Entries from a pointing dataset:
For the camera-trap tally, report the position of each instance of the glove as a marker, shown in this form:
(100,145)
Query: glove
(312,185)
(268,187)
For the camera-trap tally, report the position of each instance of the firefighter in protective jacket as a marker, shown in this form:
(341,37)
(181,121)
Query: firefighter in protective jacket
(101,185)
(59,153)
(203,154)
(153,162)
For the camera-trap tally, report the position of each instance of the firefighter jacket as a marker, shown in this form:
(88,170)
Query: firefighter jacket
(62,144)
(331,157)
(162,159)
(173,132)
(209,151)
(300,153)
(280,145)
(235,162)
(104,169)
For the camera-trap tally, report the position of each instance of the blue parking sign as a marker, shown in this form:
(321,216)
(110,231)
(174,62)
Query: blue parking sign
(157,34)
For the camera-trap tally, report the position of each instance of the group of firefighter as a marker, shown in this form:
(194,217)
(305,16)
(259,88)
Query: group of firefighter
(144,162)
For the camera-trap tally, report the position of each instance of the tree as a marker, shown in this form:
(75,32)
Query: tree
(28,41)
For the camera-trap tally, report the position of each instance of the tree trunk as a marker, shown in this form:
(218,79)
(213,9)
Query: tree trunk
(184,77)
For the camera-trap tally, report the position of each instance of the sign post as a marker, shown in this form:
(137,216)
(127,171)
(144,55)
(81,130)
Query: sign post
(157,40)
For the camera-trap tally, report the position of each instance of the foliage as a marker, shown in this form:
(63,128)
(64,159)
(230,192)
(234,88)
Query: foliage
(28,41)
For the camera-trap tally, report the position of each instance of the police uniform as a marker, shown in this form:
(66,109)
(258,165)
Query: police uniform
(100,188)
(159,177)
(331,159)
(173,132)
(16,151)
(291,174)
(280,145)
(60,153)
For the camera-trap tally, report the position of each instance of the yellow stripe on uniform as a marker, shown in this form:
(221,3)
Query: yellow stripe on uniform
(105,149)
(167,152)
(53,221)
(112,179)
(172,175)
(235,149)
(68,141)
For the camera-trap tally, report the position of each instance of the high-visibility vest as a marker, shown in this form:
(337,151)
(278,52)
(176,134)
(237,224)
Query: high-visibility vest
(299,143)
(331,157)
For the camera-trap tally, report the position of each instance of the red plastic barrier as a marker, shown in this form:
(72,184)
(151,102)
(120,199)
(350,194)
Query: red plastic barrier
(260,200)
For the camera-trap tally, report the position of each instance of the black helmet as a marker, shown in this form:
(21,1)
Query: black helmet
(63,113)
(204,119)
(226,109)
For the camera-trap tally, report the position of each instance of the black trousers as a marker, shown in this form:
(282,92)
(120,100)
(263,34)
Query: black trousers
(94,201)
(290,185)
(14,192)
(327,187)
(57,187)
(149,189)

The task: In the entries above, starting at the line that contains "of the yellow" and ending at the last line of the entries, substitute "field survey" for every "camera-trap tally". Write out those lines again with nothing else changed.

Exercise solution:
For the field survey, report the position of each instance of the yellow stripe on uniform as a marker, shown in this form:
(221,3)
Query: yellow stripe on uniform
(105,149)
(167,152)
(53,221)
(112,179)
(172,175)
(235,149)
(68,141)
For the field survey, report the position of each instance of the high-visibility vest as a marker, shown in this form:
(337,151)
(278,52)
(176,134)
(237,224)
Query: high-visibility vest
(299,143)
(331,157)
For the field survey, report the position of each instance of the red plastic barrier as a marker, shown in this form:
(72,184)
(151,102)
(120,199)
(350,194)
Query: red plastic barrier
(260,200)
For the field survey, report the position of each instance of the black helmet as a marker, shown in this form:
(21,1)
Query: black helmet
(63,113)
(204,119)
(226,109)
For the field survey, report the position of each instance of the black trousers as a marker, shown in this form:
(282,92)
(120,100)
(263,34)
Query: black trousers
(94,201)
(290,185)
(14,192)
(327,187)
(57,187)
(149,189)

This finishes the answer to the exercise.